- Written problem 1
Put the records below into a JSON list of strings, one string per line with blank lines left out. Begin at the line that contains "Expected behaviour: place a point on each instance of the rocky" and stop at the end of the records.

- Page extract
Judiciary must continue asserting its authority

PHOTO | FILE Embu governor Martin Wambora.

What you need to know:

  • The decision of the High Court in the case arising from the removal proceedings against members of the JSC was handed down by a bench of five judges.
  • The initial problem resulting from the contestation for supremacy between the Judiciary and the political organs was compounded by the choice of members of the tribunal to the six JSC members.

In the week when the High Court nullified the tribunal to look into the suitability of members of the Judicial Service Commission, the court also returned to office Embu governor, Martin Wambora who had been removed from office.

The reasons for the decision in both cases revolved around a contest for supremacy between the Judiciary, on the one hand, and several political organs, including the National Assembly, the County Assembly of Embu, the Senate and the presidency, on the other hand.

Last week’s decisions have moved some way towards asserting the position of the Judiciary whose decisions had drawn derision from the political leadership, with the speakers of both the Senate and the National Assembly publicly declaring that their houses will not obey “stupid orders” issued by the courts.

The decision of the High Court in the case arising from the removal proceedings against members of the JSC was handed down by a bench of five judges. Normally one judge is sufficient in a case before the High Court, although in important or complex cases, the court sits in benches of three.

The fact that a five-judge bench was set up to deal with this matter is a reflection of the seriousness with which the High Court intended its decision to be viewed.

The five judges held that the oversight powers claimed by the Legal Affairs Committee of the National Assembly did not extend to giving the committee the right to supervise the JSC.

In their view, the oversight was limited only to the management the budgetary and administrative issues, as part of the oversight that the committee has over constitutional commissions. In the Wambora case, the High Court sat in a bench of three, also underlying the gravity of the case.

The saga that culminated in removal proceedings against members of the JSC had commenced with removal proceedings against the former Chief Registrar of the Judiciary, Mrs Gladys Shollei, in whose case the Legal Affairs Committee of the National Assembly intervened, eventually summoning the Chief Justice to its own proceedings.

When Chief Justice Mutunga sent a lawyer to appear for him before the proceedings of the committee, he was not given a hearing and the committee went on to recommend the removal of six members of the JSC.

In response, the JSC brought proceedings before the High Court, seeking to stop the proceedings of the Committee. The committee, however, went on with its proceedings which ended in a report, endorsed by the National Assembly, for the appointment of a tribunal to look into the suitability of six members of the JSC.

- Written problem 2
Write a continuation of the commentary on the Judiciary's contest with the political organs, picking up from where it ends.

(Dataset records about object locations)
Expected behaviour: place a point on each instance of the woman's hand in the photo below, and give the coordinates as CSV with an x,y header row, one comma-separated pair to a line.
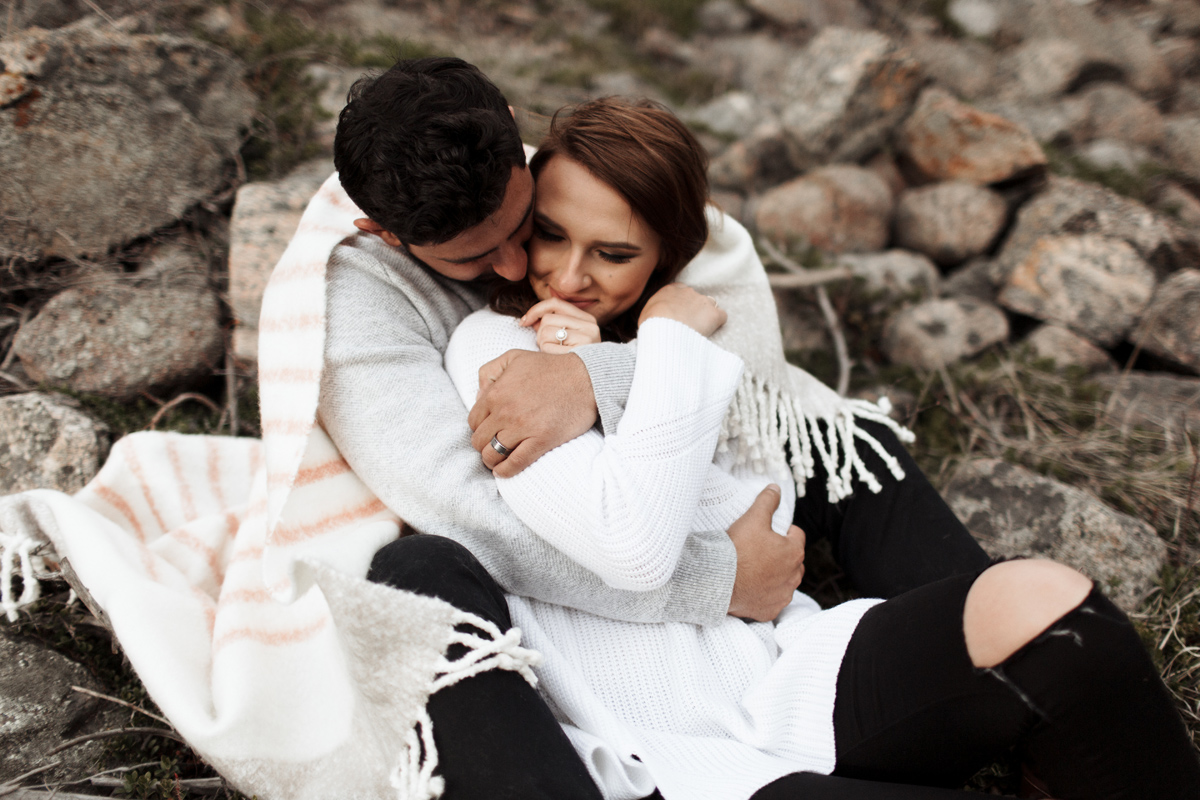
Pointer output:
x,y
685,305
561,326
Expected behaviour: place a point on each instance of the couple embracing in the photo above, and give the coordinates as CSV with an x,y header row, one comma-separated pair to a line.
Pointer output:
x,y
567,374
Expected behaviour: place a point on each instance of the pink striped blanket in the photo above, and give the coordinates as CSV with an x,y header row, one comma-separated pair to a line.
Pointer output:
x,y
233,575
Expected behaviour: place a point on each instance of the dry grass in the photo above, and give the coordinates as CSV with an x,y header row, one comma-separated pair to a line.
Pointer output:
x,y
1057,422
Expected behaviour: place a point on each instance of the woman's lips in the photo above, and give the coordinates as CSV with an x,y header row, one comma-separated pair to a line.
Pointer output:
x,y
579,302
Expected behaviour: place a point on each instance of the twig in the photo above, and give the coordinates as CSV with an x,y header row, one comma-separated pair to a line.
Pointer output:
x,y
101,12
120,702
181,398
9,787
231,390
831,317
119,732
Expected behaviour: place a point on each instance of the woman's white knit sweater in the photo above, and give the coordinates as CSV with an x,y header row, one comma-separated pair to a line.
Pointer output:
x,y
703,713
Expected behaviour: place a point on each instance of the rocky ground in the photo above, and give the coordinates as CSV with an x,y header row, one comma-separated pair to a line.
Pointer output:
x,y
988,210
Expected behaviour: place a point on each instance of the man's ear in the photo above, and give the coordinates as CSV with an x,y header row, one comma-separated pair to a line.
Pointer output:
x,y
369,226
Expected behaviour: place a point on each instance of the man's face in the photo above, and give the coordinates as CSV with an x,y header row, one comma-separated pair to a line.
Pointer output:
x,y
495,245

- Exercise response 1
[
  "Expected behaviour: place a point on each instance of the rocky ground in the photo above, and give the coordinates as CSV with an x,y header row, one comma-separated pair to a line.",
  "Pointer output:",
  "x,y",
  "988,210",
  "Expected behaviour: place a point on each instance of the man's ear in the photo above, and give the coordinates as CSV with an x,y header row, one comma-separated pair to a line.",
  "Pointer output:",
  "x,y",
  "369,226",
  "Expected behaviour: place a point on each instance of the man's face in the photo above, and give the coordinates as CSV with an x,y header row, one comma-separated pair to a line.",
  "Pointer output:",
  "x,y",
  "495,245"
]

- Exercise response 2
The initial problem resulting from the contestation for supremacy between the Judiciary and the political organs was compounded by the choice of members of the tribunal to the six JSC members.

President Uhuru Kenyatta appointed a tribunal, led by Justice Aaron Ringera, and made up of people regarded as being close to his political corner, including political activist Jennifer Shamalla, whose organisation, the Conservative Forum, had made an unsuccessful application in the High Court seeking to prevent the President and his deputy from traveling to the Hague to attend their trials before the International Criminal Court.

Any legitimacy that the tribunal should have been viewed with was immediately undermined by the composition of its members, many of whom were viewed as being too close to the President to act independently.

So should we expect next? In relation to Mr Wambora, the High Court orders do not bar the County Assembly of Embu from commencing fresh removal proceedings against him. Of course, Mr Wambora can again rush to the High Court if fresh removal proceedings are brought. Indeed, the political noise from Embu is that such proceedings may be in contemplation.

In the case of the JSC removal proceedings, the factual circumstances have changed with the retirement of Dr Christine Mango and Mr Ahmednasir Abdulahi, two of the six members that had been targeted for removal.

In many quarters, Mr Abdulahi was seen as a principal target of the removal proceedings and with him out of the JSC by other means, there may be much less appetite to revive the removal proceedings.

While the High Court decision may be viewed as a put-down for the political organs, it provides the President with a face-saving way of getting out of the Ringera-led tribunal whose membership would have been unacceptable if this process had gone ahead.

In the event that the political leadership commences the removal proceedings afresh, the President will have the latitude to constitute a tribunal whose members will not be viewed as being too close to the political leadership.

These two decisions leave unaddressed, the original question of whether and when the Judiciary is entitled to intervene in the affairs of other constitutional organs, principally those of the legislature.

There is a well-founded grievance on the part of the legislature, that the courts have at times overreached themselves and made decisions that are both meddle-some and ill-informed.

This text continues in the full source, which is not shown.